First and foremost, I haven't extensively read up on the the tech industry lately. I know the X570 architecture AM4 mobos just dropped right now. The price difference right now between X470's and X570's isn't THAT huge, but there's still some margin. Can anyone explain to me why a guy on a budget should put out more cash for an X570 besides the argument of "future proofing". I was personally aiming at Gigabyte X570 Gaming X, since the price difference between the specific MOBO and X470's is quite minimal and on paper, the specs seem to up to par with what I'm looking for in a rig.
● ● ● ●
Problem: Pick up the forum post weighing X570 against X470 motherboards after its final sentence and continue writing it.

Recorded information:
● ● ● ●
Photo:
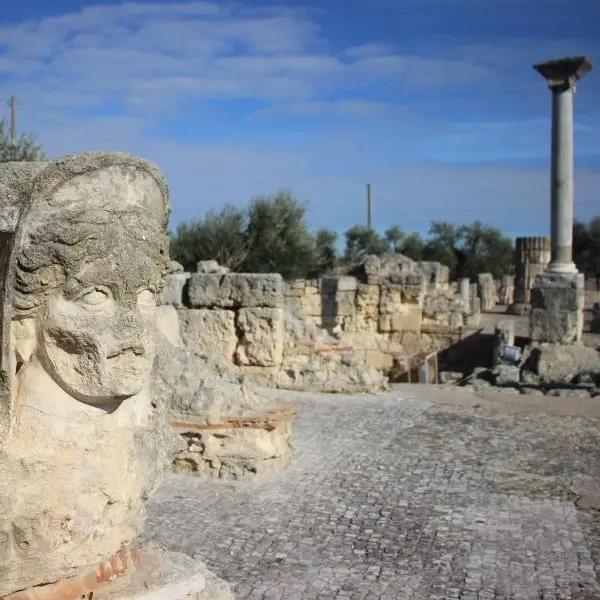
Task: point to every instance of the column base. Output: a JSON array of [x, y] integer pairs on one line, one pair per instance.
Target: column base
● ● ● ●
Written response:
Secondly, my main game is Tarkov, quite infamous for being quite reliant on CPU and also memory speeds, SSD. It may be the dumbest question ever asked, but I've done some reading into this topic and I've found several conflicting answers about how Ryzens perform in the specific game, some stating it runs dirt poor and Intel is vastly superior for gaming in the specific game, others stating that it excels at things like these, as in, encoding and gaming on a single rig and that it runs just beautiful for the specific game. Nonetheless, I am gunning for a Ryzen 7 3800X or Ryzen 9 3900X, an X470 or X570 MOBO and 16 Gigs of 3200-3600Mhz ram for starters. Should I wait for Ryzen 4000 series or is it safe to assume that if and once the refresh 3000 series drops I could just gun for cheaper standard X models?

Thanks in advance and sorry if I'm not exactly 200 IQ about this. It has been a hot minute since I last extensively read up on things.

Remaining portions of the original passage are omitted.